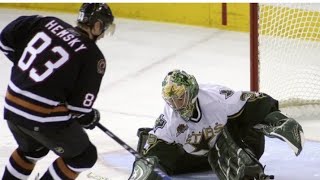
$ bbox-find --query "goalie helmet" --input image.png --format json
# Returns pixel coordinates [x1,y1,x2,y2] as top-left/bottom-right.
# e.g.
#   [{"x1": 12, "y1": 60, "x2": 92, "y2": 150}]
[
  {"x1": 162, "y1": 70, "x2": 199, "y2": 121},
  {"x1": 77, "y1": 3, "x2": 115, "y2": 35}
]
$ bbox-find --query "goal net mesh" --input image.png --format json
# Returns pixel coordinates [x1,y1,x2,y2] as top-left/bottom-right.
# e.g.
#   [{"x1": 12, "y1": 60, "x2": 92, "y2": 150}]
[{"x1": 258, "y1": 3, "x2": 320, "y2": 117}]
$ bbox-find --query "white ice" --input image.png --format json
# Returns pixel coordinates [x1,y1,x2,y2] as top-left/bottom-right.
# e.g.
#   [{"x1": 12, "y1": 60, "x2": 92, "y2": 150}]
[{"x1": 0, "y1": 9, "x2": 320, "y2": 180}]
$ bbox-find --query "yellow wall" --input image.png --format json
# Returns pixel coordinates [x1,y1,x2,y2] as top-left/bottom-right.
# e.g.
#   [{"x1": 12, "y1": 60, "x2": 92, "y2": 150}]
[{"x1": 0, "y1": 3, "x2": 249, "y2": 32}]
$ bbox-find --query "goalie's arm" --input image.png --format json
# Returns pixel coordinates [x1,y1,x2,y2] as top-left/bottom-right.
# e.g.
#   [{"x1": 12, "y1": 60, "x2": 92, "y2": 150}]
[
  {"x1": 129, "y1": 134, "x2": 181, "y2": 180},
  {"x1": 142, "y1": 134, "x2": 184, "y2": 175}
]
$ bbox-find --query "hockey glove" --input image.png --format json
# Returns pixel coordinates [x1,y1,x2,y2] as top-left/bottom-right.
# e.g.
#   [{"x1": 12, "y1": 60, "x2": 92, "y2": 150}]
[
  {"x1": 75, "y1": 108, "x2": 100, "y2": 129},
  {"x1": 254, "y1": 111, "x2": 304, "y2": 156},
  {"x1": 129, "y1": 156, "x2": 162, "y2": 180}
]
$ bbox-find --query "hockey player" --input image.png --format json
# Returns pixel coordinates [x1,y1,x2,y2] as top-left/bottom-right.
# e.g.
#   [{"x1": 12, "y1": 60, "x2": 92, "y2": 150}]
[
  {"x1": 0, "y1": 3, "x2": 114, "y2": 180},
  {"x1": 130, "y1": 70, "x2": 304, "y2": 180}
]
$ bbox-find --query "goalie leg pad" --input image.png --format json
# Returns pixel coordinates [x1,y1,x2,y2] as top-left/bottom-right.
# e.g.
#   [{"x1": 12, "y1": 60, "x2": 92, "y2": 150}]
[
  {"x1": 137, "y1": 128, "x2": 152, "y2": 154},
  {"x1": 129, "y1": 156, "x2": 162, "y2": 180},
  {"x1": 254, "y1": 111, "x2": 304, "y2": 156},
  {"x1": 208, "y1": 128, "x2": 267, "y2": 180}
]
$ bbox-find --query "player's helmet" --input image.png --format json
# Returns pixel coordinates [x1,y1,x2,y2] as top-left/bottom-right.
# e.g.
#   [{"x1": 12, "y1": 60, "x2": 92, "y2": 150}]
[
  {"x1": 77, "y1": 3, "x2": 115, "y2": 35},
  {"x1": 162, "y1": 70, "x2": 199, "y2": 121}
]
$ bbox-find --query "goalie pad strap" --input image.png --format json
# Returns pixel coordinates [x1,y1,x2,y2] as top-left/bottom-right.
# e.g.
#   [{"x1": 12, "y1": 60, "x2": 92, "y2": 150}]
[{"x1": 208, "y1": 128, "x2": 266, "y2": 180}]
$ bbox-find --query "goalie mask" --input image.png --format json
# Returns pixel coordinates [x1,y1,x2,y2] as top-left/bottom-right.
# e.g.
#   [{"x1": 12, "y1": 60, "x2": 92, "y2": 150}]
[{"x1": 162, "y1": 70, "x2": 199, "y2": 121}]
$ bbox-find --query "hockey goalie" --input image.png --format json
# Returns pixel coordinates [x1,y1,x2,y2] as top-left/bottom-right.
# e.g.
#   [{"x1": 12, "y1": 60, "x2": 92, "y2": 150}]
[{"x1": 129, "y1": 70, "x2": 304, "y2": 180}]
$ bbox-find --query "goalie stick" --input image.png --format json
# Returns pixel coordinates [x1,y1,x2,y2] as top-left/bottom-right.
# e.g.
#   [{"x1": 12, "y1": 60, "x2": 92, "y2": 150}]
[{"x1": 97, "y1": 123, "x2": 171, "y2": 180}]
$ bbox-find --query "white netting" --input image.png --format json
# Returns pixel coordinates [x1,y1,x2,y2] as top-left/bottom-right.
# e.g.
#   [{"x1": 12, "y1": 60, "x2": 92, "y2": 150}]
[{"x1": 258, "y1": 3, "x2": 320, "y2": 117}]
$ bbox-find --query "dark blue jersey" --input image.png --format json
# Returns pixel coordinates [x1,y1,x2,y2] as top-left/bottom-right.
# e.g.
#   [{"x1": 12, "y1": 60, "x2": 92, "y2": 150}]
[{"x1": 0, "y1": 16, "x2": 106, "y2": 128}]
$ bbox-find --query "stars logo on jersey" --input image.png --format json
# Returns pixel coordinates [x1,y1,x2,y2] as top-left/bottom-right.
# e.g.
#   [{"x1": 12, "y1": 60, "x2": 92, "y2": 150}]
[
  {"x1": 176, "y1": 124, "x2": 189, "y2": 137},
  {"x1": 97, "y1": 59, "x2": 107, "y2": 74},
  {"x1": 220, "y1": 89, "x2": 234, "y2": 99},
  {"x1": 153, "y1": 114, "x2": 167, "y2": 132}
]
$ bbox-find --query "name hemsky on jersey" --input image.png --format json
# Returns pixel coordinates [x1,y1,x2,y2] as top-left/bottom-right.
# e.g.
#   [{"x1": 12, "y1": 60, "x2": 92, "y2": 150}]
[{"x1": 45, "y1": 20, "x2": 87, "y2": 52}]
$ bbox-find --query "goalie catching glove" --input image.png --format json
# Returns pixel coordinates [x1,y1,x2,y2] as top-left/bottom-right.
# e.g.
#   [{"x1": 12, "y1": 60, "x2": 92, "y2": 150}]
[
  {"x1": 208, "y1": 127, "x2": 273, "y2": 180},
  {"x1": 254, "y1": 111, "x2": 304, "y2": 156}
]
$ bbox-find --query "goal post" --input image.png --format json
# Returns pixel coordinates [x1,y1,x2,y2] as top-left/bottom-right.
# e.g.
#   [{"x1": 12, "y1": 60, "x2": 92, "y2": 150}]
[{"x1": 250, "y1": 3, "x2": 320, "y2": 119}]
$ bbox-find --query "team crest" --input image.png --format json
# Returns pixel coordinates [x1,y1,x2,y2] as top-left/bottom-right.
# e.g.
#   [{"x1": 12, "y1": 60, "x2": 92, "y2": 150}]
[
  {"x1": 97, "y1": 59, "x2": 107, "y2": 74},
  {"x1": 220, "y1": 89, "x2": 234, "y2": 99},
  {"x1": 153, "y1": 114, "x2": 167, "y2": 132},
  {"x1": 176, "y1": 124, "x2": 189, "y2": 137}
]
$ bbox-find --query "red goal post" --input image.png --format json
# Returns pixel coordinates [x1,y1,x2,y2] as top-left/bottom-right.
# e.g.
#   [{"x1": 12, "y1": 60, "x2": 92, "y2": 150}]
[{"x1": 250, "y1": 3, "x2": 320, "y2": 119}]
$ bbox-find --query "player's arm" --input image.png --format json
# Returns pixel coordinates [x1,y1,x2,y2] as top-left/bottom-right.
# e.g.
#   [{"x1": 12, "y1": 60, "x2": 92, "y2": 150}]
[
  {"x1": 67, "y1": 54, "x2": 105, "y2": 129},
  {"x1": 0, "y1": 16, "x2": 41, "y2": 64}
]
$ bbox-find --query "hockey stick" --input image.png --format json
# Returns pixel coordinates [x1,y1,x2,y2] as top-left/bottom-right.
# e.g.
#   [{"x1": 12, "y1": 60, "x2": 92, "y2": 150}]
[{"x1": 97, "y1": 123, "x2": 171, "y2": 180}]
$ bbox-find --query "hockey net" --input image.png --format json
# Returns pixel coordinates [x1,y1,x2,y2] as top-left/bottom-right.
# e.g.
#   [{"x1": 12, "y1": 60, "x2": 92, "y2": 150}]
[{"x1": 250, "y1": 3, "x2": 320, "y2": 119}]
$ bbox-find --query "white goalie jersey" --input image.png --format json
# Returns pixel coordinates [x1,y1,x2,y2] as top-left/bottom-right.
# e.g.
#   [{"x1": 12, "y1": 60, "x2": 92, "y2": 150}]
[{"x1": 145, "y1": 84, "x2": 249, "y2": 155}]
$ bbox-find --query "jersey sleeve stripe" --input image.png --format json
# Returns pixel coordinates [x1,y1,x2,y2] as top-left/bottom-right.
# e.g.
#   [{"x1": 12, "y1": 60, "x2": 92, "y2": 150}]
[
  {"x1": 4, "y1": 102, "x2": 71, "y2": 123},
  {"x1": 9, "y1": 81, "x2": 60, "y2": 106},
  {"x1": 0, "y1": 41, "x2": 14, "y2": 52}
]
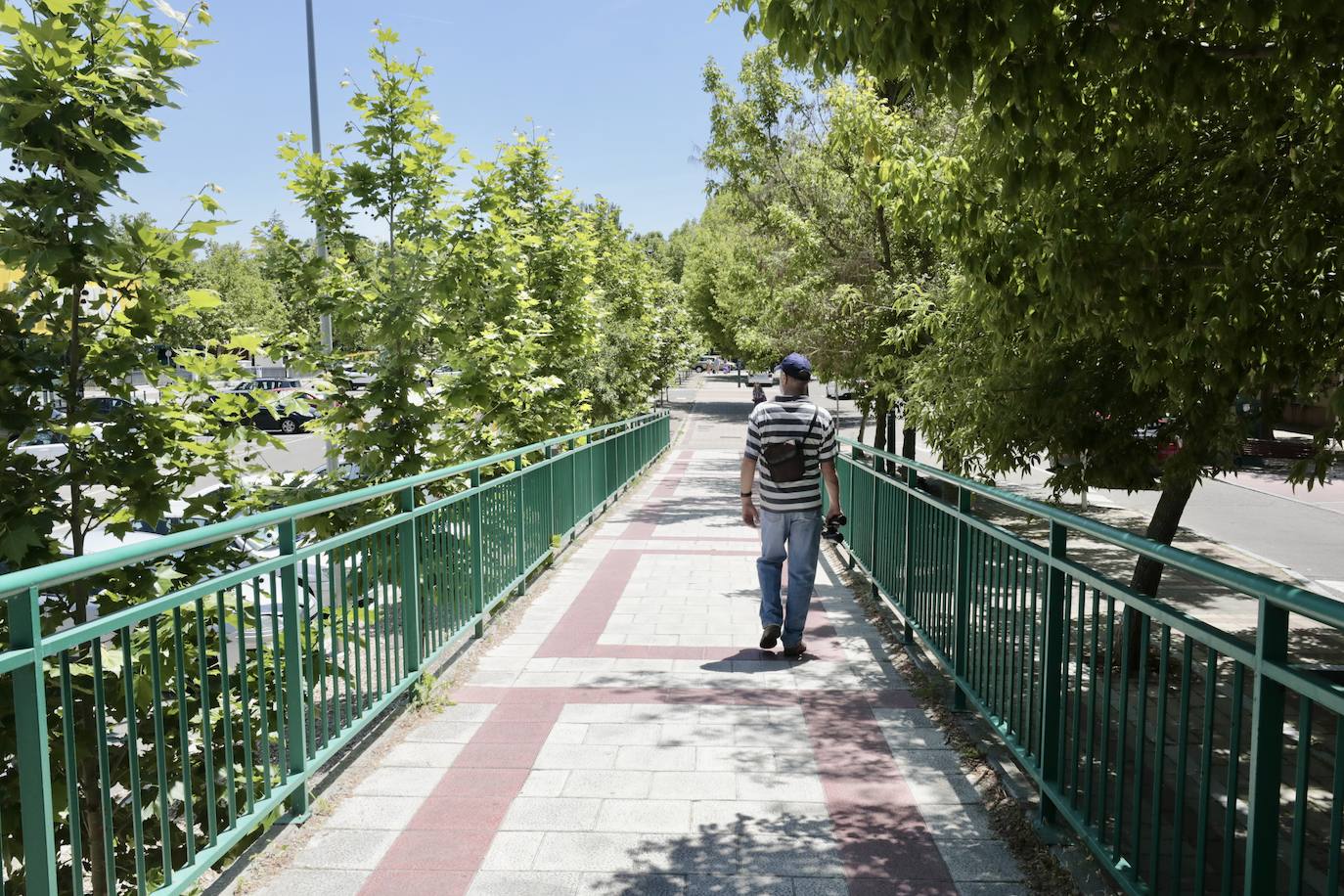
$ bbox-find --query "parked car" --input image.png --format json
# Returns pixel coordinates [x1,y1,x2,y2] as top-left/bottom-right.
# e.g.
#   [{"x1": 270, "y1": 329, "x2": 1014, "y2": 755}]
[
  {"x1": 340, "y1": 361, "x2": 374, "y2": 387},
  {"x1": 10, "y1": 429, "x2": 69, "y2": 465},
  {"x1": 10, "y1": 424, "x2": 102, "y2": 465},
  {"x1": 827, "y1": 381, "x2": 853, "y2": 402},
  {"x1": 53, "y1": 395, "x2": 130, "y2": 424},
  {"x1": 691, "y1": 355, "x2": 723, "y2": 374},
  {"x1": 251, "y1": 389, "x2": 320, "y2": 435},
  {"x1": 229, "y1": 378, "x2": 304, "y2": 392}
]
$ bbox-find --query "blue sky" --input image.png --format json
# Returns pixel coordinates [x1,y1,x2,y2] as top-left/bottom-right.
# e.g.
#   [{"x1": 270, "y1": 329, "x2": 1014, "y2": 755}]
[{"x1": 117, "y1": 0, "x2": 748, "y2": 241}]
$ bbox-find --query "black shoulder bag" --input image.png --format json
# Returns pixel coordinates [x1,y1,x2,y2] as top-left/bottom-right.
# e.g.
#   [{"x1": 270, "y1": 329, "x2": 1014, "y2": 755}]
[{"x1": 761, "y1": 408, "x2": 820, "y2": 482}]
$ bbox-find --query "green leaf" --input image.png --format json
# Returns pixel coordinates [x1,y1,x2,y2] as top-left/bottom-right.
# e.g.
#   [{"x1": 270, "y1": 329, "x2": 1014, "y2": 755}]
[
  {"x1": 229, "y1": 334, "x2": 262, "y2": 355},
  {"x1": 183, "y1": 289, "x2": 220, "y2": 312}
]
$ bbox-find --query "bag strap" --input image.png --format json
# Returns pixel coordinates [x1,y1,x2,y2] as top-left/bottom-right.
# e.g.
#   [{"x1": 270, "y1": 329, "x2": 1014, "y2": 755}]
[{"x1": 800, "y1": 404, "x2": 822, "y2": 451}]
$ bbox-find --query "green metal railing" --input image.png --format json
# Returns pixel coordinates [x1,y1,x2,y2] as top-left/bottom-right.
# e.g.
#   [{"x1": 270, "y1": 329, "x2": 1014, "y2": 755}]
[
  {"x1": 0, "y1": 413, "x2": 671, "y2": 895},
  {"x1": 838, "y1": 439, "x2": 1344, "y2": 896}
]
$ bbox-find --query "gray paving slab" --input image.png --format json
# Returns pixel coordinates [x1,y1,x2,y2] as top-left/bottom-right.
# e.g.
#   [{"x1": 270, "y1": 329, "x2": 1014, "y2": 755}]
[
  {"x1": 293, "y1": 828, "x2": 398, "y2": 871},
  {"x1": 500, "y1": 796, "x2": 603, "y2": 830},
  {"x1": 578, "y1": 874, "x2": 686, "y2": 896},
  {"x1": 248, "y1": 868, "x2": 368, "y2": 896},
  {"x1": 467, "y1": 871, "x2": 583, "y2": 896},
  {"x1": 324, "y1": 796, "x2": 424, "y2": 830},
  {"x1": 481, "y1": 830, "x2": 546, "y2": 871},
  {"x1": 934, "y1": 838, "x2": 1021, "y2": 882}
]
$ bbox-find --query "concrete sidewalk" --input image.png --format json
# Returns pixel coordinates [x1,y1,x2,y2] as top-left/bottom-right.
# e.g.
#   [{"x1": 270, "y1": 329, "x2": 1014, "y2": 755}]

· · · ·

## What is being asked:
Identify every line in the listing above that contains the string "glove" and copy each one. Case counts, so uppercase and lowercase letters must match.

## Exercise output:
$ bbox-find --query "hockey glove" --input image.png --format json
$ bbox-find --query "goalie catching glove" --input image.png --format json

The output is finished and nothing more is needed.